Problem to work on |
Return nothing but the lines from the line containing "the beige armchair" through the last line of the records, reproduced exactly.

Position identification records:
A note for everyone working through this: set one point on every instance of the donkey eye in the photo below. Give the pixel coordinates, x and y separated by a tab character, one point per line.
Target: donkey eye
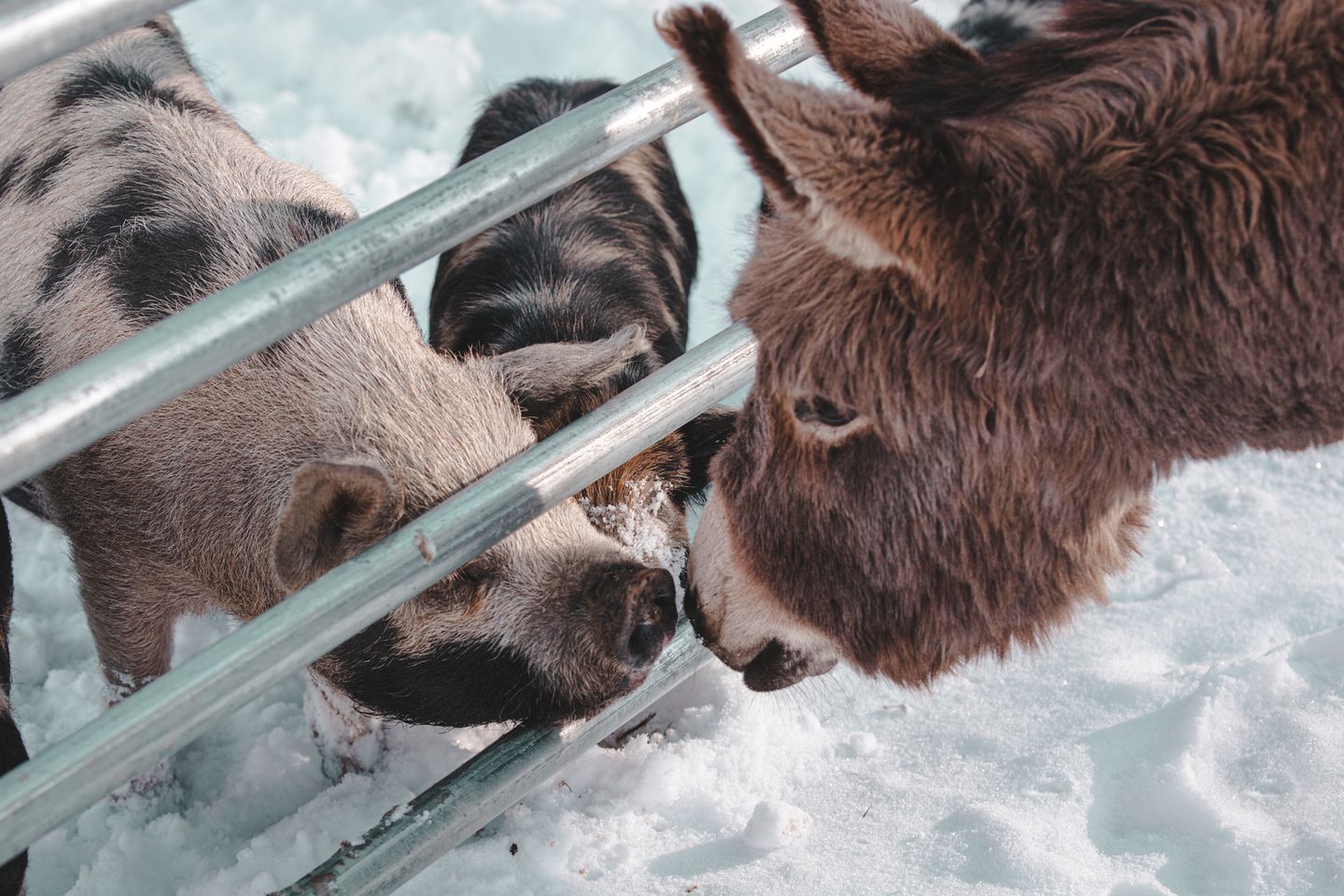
819	410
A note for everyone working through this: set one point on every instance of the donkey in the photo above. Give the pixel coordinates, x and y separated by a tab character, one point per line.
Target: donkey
998	297
611	251
127	192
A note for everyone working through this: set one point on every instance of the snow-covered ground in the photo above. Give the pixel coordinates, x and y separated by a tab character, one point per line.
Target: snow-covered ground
1187	739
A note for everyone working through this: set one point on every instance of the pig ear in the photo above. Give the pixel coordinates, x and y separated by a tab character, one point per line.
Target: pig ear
824	158
335	511
705	436
538	375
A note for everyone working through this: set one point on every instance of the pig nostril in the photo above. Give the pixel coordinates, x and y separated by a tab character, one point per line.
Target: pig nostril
645	644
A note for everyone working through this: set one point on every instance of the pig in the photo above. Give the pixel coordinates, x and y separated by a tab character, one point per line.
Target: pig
127	192
614	250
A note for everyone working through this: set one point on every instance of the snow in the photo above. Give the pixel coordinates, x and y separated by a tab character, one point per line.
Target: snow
775	823
1187	739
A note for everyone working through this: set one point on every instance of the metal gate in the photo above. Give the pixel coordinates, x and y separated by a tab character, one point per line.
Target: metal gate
79	406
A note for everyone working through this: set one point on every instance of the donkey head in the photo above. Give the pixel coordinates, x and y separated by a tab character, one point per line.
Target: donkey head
904	491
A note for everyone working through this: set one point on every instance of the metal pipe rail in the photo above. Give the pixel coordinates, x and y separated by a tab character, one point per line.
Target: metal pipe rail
33	33
86	402
449	812
170	712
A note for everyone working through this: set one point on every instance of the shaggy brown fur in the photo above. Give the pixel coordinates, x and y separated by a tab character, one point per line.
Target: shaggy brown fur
1022	287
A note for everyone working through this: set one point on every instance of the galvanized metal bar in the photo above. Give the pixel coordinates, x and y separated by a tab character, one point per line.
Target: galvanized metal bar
170	712
79	406
465	801
38	31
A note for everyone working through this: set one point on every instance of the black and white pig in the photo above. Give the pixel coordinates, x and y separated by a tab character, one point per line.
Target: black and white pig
611	251
127	192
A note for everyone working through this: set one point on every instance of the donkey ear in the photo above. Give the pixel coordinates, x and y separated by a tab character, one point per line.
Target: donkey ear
335	511
538	375
885	48
828	159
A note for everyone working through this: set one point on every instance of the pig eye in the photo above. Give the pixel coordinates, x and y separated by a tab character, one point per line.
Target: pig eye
819	410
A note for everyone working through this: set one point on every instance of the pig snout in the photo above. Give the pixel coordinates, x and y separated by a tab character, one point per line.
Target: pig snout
643	605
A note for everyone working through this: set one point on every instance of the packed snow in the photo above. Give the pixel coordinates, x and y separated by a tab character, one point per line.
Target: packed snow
1185	739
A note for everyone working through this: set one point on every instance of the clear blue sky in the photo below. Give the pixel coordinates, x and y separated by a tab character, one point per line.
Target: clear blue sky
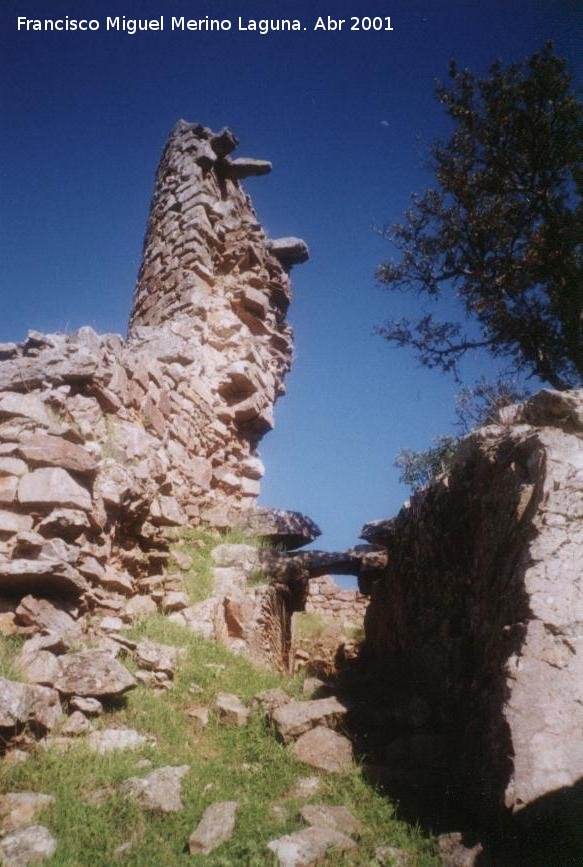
346	118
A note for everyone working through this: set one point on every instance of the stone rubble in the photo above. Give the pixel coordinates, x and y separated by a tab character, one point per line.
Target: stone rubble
30	845
309	846
159	791
325	749
215	827
480	607
296	717
107	444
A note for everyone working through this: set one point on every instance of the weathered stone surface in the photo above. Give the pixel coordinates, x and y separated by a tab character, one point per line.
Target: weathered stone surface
391	856
66	523
454	852
76	725
157	657
28	406
12	467
46	616
87	706
12	522
244	167
215	827
269	700
158	791
46	576
42	668
94	674
280	528
309	846
325	749
30	845
200	618
21	704
336	818
109	740
48	487
19	809
289	251
126	438
199	714
51	451
244	557
230	709
296	717
305	788
488	558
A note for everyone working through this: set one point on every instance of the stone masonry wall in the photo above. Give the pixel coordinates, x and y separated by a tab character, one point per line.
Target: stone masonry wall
480	611
328	600
106	442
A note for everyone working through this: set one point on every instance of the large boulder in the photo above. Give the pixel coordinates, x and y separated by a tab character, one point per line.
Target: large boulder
94	674
296	717
215	827
324	749
158	791
481	604
22	704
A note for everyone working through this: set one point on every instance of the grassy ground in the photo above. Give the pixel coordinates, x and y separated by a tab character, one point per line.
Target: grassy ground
9	651
245	764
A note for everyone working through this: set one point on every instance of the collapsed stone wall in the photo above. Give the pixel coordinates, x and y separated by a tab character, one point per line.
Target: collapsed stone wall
328	600
106	442
479	613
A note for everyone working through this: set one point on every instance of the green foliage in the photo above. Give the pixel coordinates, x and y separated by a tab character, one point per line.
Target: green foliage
418	469
478	405
246	764
10	647
503	229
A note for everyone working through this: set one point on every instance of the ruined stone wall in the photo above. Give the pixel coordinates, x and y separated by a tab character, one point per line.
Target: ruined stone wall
105	442
328	600
480	611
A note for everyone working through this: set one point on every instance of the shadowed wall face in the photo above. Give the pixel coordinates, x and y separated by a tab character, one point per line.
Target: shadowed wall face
480	609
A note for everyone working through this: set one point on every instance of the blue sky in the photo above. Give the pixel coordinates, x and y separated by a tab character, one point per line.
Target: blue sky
346	118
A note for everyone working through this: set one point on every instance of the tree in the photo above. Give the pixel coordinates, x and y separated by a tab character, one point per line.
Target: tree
476	405
503	230
420	468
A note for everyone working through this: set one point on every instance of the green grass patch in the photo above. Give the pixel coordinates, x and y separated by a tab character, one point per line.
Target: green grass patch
245	764
307	624
10	647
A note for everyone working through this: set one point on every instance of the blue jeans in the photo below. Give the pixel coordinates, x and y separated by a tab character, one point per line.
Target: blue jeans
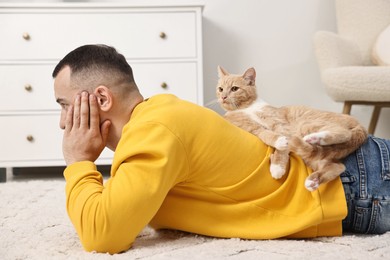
366	183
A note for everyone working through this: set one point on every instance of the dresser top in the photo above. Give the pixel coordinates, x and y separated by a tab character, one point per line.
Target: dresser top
132	4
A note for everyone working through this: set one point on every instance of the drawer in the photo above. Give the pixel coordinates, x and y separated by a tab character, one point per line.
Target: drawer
34	137
138	35
32	88
174	78
27	87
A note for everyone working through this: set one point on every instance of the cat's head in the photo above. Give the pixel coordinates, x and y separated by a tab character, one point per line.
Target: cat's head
236	91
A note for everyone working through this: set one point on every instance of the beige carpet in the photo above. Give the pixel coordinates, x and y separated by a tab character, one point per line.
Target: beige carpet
34	225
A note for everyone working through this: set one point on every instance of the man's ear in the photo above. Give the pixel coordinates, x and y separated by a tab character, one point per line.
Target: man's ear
104	97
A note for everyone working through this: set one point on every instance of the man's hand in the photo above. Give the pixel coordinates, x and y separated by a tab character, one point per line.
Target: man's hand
84	137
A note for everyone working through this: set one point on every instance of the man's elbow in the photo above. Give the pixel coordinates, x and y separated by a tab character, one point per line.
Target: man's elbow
107	244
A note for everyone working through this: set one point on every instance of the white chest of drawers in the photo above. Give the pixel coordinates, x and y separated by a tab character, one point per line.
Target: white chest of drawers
162	43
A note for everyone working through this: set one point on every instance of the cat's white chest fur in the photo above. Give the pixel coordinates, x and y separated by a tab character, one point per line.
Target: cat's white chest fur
253	109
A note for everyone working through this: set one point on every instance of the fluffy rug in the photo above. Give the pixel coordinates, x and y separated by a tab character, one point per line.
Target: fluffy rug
34	225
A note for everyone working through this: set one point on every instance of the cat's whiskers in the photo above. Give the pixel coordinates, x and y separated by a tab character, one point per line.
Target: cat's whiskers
232	101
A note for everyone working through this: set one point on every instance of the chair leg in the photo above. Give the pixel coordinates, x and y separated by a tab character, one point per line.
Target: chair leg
347	107
374	119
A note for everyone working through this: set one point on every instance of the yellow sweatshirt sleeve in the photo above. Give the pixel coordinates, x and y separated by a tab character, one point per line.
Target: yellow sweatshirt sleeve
108	218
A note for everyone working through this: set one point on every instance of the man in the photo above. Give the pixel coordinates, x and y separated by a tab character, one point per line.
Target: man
181	166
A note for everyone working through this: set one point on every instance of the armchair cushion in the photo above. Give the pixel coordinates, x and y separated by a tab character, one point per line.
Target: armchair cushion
360	83
333	51
381	50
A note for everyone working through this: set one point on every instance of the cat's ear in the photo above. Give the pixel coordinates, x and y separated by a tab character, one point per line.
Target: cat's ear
250	76
222	72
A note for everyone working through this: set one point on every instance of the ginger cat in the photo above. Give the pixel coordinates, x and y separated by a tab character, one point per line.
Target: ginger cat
321	138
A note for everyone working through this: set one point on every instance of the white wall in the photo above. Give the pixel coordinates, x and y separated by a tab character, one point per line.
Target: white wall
275	37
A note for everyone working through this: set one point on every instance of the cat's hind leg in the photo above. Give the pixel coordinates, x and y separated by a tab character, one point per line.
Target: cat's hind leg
326	171
328	136
279	163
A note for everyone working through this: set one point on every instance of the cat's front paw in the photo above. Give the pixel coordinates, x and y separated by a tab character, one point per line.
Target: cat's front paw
316	138
281	143
312	184
277	171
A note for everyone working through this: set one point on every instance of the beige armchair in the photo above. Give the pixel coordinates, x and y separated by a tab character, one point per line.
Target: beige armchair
344	57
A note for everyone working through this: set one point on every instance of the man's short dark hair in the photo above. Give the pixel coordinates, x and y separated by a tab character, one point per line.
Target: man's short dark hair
100	62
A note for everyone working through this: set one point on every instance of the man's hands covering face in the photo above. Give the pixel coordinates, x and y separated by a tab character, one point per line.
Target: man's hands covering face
84	137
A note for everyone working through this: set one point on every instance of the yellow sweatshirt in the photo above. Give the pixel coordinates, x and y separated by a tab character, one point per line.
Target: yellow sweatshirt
181	166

Solution to the exercise |
A note for everyone working through this: set one point on every instance of the beige armchair in the photo above. Give the pixel coordinates, x and y separated by a tab character, one point per line.
Target: beige armchair
344	57
A note for everyone working through this: set one point on every instance of the man's short dark hair in the photo above. Give the pixel coordinates, x and y separated by a tab character, one point per line.
Target: man's short dark hair
100	62
A note for everyone working through this: set one point on every instance of the man's hands covering face in the photo above. Give the pixel coordinates, x and y separated by a tab character, one point per line.
Target: man's hands covering face
84	137
A note for everyone working through this: set one point on every instance of the yellow sweatshirt in the photo above. Give the pixel coordinates, x and y separated by a tab character, one point per line.
Target: yellow sweatshirt
181	166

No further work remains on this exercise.